• WHAT TO DO: Print exactly those lines that run from the beginning of the data to the line bearing "rough mask: <svg", inclusive.

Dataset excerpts
============

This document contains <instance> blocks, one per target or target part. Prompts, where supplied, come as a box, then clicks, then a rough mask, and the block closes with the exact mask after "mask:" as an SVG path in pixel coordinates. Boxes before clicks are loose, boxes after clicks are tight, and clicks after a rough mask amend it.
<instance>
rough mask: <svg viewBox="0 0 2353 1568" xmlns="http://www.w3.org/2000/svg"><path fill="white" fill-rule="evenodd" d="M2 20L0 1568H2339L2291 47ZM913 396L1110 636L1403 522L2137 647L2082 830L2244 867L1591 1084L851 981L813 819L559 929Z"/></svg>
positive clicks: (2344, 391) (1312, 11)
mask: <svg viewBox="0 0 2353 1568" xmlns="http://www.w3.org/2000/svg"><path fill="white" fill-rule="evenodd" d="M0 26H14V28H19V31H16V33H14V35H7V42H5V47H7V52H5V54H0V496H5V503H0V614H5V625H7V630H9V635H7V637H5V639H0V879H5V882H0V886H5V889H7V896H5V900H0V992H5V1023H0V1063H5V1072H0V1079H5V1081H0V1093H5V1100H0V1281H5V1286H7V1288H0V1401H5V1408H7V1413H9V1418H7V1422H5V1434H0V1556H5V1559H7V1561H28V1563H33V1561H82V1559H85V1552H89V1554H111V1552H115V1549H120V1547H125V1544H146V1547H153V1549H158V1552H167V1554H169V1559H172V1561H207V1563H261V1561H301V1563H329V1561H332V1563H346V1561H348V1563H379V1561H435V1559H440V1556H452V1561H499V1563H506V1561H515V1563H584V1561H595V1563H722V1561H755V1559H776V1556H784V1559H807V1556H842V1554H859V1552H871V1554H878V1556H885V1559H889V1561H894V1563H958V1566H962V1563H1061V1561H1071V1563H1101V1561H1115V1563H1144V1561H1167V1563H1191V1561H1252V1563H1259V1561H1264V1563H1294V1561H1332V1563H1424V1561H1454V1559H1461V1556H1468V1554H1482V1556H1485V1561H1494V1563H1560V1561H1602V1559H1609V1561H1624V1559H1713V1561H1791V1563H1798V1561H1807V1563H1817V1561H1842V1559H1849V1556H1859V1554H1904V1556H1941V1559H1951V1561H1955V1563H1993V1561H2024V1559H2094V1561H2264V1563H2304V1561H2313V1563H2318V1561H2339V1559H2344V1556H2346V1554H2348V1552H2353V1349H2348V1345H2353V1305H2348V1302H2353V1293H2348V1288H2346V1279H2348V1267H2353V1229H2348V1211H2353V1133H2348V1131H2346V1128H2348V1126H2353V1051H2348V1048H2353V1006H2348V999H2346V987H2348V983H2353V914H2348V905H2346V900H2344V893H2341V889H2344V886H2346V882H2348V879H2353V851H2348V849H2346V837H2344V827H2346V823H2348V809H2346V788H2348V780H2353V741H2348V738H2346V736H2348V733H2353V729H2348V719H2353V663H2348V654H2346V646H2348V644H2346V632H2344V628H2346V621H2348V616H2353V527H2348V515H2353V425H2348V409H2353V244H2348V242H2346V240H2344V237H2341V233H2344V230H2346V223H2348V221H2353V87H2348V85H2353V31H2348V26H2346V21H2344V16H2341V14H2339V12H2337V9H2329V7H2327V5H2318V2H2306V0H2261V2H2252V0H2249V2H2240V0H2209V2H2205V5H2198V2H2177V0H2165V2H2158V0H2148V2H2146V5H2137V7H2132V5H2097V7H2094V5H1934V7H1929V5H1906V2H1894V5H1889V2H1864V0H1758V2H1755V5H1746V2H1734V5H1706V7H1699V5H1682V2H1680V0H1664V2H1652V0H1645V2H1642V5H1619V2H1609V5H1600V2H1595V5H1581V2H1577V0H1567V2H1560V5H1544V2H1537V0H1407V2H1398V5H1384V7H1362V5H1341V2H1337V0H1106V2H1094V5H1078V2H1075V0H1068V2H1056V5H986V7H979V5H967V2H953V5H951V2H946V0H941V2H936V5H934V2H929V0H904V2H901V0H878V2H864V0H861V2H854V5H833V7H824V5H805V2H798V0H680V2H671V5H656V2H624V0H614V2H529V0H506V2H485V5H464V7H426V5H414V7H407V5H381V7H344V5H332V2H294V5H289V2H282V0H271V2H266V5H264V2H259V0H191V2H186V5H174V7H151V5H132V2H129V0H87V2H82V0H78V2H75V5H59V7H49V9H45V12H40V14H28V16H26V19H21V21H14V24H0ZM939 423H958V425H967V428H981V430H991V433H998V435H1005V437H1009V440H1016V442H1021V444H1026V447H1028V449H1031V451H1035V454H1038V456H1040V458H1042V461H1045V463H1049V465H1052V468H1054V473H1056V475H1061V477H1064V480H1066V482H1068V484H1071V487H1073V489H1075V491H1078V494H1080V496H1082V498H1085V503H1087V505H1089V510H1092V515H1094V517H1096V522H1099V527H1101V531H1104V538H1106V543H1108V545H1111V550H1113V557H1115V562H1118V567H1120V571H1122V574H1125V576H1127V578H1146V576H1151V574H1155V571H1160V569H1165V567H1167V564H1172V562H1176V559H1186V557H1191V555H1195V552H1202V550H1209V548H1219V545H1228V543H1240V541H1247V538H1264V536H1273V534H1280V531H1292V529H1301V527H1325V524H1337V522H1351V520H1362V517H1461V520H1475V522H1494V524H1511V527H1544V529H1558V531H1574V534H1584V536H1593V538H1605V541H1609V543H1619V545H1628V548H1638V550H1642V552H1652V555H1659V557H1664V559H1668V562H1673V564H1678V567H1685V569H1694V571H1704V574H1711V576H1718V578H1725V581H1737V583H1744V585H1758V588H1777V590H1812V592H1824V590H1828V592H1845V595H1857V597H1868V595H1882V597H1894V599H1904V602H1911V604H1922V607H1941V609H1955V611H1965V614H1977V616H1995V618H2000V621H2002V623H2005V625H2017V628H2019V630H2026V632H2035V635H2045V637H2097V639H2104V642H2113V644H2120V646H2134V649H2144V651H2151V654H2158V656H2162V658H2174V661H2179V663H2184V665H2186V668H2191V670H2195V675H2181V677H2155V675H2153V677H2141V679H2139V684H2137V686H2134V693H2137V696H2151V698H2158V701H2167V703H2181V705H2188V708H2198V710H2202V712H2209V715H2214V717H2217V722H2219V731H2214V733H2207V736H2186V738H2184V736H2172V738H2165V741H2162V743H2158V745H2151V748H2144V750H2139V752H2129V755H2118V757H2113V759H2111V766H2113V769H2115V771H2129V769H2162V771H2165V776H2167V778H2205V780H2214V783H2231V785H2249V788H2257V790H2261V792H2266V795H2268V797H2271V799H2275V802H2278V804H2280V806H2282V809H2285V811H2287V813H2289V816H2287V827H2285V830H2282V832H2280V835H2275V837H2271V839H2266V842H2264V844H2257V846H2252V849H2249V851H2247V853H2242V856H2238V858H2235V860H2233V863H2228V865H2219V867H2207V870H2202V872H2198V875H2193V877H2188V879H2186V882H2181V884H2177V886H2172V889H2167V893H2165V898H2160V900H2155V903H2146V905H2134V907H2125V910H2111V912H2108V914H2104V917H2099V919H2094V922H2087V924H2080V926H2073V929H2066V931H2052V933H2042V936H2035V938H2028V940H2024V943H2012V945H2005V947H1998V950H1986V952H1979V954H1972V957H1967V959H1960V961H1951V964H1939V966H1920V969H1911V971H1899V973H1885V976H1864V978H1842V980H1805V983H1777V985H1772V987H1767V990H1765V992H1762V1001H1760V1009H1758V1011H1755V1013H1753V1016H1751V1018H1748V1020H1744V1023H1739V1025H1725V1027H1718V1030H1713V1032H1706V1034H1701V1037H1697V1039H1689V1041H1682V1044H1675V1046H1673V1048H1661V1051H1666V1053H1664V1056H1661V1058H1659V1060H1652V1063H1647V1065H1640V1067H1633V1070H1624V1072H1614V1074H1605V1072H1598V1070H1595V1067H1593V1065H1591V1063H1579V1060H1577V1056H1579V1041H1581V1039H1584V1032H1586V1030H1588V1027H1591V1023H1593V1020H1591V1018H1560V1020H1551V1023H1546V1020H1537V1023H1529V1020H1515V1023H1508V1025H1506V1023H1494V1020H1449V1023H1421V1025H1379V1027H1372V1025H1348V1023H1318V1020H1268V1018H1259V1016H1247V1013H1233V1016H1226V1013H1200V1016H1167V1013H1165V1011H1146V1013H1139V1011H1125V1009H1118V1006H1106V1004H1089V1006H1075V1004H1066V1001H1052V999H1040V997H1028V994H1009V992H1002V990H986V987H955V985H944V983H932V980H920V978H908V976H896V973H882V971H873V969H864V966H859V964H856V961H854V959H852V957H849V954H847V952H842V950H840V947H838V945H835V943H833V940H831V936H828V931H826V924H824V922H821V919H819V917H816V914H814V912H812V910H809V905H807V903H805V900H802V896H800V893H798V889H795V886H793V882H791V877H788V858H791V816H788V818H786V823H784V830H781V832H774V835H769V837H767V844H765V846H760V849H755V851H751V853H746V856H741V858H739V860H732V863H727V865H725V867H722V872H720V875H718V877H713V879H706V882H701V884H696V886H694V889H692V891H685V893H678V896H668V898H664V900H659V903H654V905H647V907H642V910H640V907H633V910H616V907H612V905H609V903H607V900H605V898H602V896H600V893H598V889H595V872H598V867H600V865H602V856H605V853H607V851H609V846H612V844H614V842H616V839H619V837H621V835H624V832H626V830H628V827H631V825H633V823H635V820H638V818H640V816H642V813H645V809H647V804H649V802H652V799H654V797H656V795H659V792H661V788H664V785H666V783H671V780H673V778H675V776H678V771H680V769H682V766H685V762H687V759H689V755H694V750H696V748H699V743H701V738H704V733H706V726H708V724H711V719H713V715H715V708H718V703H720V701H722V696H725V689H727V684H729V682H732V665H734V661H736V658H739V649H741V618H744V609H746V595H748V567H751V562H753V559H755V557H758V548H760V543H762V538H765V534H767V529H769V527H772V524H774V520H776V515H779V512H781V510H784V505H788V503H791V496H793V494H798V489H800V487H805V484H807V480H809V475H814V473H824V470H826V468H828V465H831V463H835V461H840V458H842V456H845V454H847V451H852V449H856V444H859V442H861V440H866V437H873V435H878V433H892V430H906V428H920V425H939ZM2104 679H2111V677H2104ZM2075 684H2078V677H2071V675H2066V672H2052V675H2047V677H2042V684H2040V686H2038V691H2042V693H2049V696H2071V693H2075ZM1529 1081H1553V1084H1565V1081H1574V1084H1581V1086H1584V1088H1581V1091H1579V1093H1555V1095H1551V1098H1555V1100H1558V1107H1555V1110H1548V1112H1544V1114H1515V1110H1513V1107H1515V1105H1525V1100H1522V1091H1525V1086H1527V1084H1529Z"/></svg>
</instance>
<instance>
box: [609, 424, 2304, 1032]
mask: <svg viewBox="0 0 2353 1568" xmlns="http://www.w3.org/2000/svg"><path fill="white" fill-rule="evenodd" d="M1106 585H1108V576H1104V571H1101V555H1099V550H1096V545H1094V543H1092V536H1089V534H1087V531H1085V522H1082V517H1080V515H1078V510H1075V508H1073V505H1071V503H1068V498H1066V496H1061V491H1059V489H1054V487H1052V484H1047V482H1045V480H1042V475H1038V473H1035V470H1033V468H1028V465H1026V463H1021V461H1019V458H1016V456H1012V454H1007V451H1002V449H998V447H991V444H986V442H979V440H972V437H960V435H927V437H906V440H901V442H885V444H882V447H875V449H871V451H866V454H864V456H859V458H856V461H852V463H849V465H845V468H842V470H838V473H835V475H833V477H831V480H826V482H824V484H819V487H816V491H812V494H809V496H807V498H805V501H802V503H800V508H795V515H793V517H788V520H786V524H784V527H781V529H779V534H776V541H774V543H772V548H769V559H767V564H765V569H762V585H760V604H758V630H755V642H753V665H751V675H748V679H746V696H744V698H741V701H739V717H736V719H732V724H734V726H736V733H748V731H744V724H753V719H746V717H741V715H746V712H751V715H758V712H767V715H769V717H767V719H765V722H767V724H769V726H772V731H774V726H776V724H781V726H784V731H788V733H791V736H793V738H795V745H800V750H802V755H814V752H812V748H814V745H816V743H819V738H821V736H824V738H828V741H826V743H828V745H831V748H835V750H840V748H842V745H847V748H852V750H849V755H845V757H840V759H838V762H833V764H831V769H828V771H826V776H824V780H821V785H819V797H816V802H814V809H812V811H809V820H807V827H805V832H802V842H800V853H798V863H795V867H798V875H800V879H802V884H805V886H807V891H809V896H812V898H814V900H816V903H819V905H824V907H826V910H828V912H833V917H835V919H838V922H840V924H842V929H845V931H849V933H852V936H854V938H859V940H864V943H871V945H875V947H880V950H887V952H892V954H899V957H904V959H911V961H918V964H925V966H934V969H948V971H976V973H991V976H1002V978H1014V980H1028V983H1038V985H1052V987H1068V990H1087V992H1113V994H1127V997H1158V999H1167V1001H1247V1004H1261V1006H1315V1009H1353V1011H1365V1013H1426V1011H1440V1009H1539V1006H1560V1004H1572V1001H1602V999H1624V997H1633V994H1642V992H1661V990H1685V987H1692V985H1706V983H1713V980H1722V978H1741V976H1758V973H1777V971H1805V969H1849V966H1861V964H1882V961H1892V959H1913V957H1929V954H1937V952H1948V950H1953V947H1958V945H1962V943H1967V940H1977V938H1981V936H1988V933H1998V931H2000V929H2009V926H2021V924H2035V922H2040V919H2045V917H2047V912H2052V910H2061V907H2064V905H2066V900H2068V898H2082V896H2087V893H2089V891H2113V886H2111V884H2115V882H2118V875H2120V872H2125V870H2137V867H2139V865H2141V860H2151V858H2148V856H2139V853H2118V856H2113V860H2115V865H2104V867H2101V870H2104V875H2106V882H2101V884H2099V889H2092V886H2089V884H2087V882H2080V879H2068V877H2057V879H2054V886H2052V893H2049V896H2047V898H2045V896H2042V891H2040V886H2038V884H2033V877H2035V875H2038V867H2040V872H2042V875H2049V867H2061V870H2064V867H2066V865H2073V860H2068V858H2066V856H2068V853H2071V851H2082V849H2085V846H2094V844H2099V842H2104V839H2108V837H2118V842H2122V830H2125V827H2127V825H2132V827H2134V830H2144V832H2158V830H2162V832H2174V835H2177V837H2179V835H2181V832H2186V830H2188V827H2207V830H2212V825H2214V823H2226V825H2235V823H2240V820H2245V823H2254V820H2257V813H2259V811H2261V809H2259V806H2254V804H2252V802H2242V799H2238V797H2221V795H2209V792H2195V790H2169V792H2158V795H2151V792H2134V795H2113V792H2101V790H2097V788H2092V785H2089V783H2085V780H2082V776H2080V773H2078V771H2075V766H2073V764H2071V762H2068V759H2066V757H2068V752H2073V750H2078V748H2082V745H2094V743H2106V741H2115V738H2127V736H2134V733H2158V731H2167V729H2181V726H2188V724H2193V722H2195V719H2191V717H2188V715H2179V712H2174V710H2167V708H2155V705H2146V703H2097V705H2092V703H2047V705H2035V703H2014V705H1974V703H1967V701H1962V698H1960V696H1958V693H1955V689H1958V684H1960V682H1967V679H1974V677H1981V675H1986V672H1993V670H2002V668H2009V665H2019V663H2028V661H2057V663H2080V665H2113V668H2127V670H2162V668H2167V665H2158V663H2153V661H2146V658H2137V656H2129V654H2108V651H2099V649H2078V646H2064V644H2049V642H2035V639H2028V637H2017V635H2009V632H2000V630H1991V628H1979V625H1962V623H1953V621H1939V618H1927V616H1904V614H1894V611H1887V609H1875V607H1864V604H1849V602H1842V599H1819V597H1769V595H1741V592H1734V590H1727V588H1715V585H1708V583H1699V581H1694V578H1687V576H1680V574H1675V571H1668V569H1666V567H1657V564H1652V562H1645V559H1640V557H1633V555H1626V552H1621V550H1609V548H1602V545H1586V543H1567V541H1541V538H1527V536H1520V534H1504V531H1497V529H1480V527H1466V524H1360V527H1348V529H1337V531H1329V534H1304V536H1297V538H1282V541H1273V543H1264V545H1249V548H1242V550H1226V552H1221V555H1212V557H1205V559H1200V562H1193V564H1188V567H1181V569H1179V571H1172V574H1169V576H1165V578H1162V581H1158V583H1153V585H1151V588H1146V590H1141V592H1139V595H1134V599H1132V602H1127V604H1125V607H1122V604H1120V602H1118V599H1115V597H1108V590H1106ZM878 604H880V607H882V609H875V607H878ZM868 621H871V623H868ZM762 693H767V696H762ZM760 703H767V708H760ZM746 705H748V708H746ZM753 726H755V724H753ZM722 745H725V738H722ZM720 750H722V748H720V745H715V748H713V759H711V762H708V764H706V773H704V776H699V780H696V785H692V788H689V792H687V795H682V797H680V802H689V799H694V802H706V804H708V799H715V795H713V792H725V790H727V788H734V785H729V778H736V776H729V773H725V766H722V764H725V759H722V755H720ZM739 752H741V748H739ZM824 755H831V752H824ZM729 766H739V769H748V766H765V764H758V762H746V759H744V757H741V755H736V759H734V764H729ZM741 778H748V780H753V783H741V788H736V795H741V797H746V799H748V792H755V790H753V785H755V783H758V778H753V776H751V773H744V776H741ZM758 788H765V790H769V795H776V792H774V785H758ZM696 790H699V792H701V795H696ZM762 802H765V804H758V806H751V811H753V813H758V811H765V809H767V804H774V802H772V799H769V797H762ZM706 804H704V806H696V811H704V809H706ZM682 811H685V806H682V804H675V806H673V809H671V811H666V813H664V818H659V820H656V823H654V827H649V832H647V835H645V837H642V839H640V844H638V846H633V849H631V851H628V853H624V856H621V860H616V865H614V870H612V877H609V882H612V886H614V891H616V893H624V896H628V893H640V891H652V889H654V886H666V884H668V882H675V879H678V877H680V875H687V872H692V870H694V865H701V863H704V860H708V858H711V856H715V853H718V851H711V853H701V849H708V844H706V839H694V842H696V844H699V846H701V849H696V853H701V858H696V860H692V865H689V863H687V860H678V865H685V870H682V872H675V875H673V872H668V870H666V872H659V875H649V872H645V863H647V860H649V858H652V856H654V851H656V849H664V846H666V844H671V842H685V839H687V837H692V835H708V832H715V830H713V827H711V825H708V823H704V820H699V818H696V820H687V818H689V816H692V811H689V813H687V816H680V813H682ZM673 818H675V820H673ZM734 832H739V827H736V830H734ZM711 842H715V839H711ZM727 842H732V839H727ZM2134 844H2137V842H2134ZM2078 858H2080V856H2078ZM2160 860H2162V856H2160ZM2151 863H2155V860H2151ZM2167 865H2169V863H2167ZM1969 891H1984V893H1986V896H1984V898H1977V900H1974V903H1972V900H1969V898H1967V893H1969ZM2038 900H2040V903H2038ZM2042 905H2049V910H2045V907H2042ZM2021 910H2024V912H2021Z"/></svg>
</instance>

============

• TASK ANSWER:
This document contains <instance> blocks, one per target or target part. Prompts, where supplied, come as a box, then clicks, then a rough mask, and the block closes with the exact mask after "mask:" as an SVG path in pixel coordinates. Boxes before clicks are loose, boxes after clicks are tight, and clicks after a rough mask amend it.
<instance>
rough mask: <svg viewBox="0 0 2353 1568" xmlns="http://www.w3.org/2000/svg"><path fill="white" fill-rule="evenodd" d="M2 20L0 1568H2339L2291 47ZM913 396L1110 636L1403 522L2137 647L2082 830L2244 867L1591 1084L851 981L813 819L559 929Z"/></svg>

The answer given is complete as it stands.